__Exercise aim__. Return each line of all the entries below without changing a single character.

__Entries__.
# # #

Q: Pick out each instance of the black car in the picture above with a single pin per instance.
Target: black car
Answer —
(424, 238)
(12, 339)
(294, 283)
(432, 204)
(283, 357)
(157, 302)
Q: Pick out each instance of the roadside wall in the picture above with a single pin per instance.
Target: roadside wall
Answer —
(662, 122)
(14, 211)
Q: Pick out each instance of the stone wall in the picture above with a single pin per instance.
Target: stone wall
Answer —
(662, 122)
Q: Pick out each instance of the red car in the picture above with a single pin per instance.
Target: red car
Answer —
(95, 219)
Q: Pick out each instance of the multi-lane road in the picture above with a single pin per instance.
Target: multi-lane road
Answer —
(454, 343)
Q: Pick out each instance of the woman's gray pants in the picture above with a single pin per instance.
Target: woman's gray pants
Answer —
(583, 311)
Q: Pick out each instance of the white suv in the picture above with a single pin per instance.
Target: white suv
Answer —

# # #

__Solution__.
Q: Pick out each instance of the black car in the picture above with a single pin per instance.
Target: black car
Answer —
(424, 238)
(12, 339)
(294, 283)
(432, 204)
(283, 357)
(157, 302)
Q: Pick out each instance of the roadside wall in the picture above with a single pin per instance.
Target: roadside wall
Answer —
(662, 122)
(14, 211)
Q: Pick out each instance of the stone wall in the picture above with a single pin per instance.
Target: stone wall
Answer —
(662, 122)
Q: Pick out each instance of the red car in the picture above with a single pin per instance.
Target: red car
Answer —
(95, 219)
Q: Pick out each instance of the multi-lane road in the picture above with a single pin per instance.
Target: multi-lane road
Answer —
(454, 343)
Q: Pick out each instance of the woman's gray pants in the picture above with a single pin per instance.
Target: woman's gray pants
Answer —
(583, 311)
Q: Pick out each instance of the white suv in the picture above with a single pin per instance.
Target: white suv
Answer —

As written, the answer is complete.